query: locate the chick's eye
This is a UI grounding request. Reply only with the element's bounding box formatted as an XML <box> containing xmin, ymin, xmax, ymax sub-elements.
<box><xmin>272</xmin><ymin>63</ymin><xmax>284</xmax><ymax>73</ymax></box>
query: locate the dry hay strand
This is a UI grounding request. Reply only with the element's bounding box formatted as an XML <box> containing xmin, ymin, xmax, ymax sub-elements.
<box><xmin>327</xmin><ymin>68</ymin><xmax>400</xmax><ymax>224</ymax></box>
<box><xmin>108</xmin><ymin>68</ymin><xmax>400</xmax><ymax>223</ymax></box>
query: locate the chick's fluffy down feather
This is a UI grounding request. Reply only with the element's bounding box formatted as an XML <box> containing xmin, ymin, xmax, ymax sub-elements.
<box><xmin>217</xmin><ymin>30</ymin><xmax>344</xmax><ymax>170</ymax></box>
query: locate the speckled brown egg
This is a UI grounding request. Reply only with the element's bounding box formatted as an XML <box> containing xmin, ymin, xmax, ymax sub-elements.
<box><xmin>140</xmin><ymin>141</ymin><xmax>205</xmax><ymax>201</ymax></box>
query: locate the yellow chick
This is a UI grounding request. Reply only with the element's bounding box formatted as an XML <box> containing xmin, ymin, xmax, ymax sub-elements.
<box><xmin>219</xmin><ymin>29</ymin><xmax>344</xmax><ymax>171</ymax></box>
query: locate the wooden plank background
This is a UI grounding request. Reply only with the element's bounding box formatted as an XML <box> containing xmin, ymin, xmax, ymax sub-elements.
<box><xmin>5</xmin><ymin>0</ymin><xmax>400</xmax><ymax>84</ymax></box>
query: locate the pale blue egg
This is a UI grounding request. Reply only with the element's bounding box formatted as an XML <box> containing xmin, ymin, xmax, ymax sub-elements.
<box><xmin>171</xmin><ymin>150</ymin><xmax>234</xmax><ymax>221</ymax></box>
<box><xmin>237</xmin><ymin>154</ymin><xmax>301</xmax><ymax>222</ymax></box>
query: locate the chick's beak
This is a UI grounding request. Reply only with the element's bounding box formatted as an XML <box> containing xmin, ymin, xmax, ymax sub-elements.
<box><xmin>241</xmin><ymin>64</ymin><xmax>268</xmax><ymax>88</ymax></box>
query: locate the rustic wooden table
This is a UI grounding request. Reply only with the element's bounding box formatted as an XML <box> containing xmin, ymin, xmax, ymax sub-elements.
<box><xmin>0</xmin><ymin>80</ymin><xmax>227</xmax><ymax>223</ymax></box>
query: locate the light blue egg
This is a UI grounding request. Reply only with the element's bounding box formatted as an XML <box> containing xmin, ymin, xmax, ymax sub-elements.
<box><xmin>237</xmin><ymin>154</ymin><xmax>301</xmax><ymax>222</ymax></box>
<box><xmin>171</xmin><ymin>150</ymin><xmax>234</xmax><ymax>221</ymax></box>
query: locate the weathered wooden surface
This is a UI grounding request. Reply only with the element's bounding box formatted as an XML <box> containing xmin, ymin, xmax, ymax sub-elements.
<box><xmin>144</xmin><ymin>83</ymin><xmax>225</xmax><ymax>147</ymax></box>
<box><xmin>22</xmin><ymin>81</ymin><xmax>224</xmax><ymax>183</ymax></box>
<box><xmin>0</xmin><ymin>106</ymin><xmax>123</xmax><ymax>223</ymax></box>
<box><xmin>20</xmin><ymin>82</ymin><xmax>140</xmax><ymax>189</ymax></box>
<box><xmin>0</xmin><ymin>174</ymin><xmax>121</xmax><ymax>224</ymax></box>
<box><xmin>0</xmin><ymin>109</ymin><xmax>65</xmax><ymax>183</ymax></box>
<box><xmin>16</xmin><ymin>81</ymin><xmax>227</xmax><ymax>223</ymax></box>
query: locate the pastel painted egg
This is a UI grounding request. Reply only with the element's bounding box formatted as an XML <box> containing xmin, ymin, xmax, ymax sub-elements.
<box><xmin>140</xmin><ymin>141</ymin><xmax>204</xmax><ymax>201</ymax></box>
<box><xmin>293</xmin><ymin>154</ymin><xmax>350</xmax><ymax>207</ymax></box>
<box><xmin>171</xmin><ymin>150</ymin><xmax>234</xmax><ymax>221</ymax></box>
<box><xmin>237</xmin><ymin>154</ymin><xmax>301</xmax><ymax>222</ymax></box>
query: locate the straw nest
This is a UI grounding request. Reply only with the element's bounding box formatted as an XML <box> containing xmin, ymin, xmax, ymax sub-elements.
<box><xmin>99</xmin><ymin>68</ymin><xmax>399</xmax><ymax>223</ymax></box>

:::::

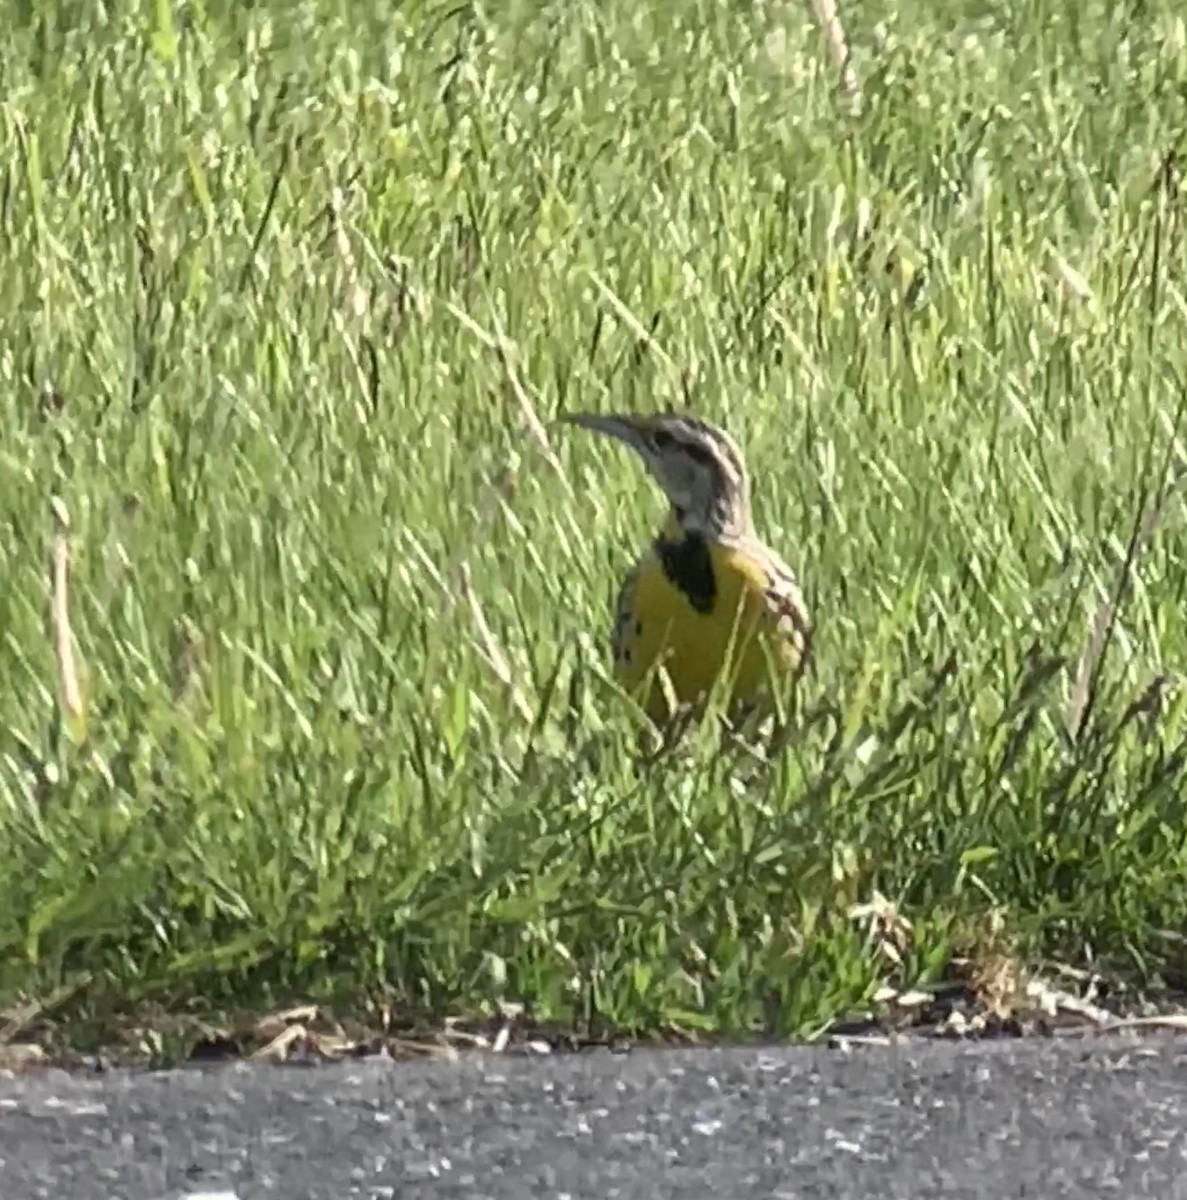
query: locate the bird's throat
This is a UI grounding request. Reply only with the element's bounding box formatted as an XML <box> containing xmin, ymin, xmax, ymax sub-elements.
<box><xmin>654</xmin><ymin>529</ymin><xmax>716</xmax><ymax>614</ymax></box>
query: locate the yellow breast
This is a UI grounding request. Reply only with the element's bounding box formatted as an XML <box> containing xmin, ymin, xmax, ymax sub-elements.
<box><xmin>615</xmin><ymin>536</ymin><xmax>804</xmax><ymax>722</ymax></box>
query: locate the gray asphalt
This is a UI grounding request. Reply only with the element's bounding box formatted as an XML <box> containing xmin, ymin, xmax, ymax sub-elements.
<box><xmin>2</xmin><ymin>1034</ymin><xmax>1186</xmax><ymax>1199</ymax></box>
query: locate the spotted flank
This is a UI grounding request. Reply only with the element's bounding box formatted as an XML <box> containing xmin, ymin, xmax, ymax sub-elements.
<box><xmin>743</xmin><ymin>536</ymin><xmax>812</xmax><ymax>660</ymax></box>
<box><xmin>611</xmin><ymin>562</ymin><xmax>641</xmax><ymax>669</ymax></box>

:::::

Given the data above, transcribe exactly the lines from the one containing "query: locate the chick's beak" down to the one containing "query: locate the pastel painted egg", and no others.

query: locate the chick's beak
This is a UI grounding request. Reply only with the element's bounding box formatted as an XML <box> containing xmin, ymin, xmax, ymax sub-elements.
<box><xmin>241</xmin><ymin>64</ymin><xmax>268</xmax><ymax>88</ymax></box>
query: locate the rustic wooden table
This is a UI grounding request. Reply only with the element's bounding box formatted as an XML <box> containing xmin, ymin, xmax, ymax sub-elements.
<box><xmin>0</xmin><ymin>80</ymin><xmax>227</xmax><ymax>223</ymax></box>
query: locate the light blue egg
This is a UI grounding request. Reply only with the element's bounding box formatted as an XML <box> containing xmin, ymin, xmax, ymax sub-elements.
<box><xmin>237</xmin><ymin>154</ymin><xmax>301</xmax><ymax>222</ymax></box>
<box><xmin>171</xmin><ymin>150</ymin><xmax>234</xmax><ymax>221</ymax></box>
query: locate the weathered wooden surface
This is a UI grounding request. Reply only with the element's bounding box formatted as an XML <box> containing xmin, ymin, xmax, ymax sub-elements.
<box><xmin>144</xmin><ymin>83</ymin><xmax>225</xmax><ymax>147</ymax></box>
<box><xmin>22</xmin><ymin>81</ymin><xmax>224</xmax><ymax>183</ymax></box>
<box><xmin>0</xmin><ymin>106</ymin><xmax>123</xmax><ymax>223</ymax></box>
<box><xmin>20</xmin><ymin>82</ymin><xmax>140</xmax><ymax>189</ymax></box>
<box><xmin>0</xmin><ymin>174</ymin><xmax>121</xmax><ymax>224</ymax></box>
<box><xmin>0</xmin><ymin>109</ymin><xmax>65</xmax><ymax>183</ymax></box>
<box><xmin>16</xmin><ymin>81</ymin><xmax>227</xmax><ymax>223</ymax></box>
query: locate the pastel painted egg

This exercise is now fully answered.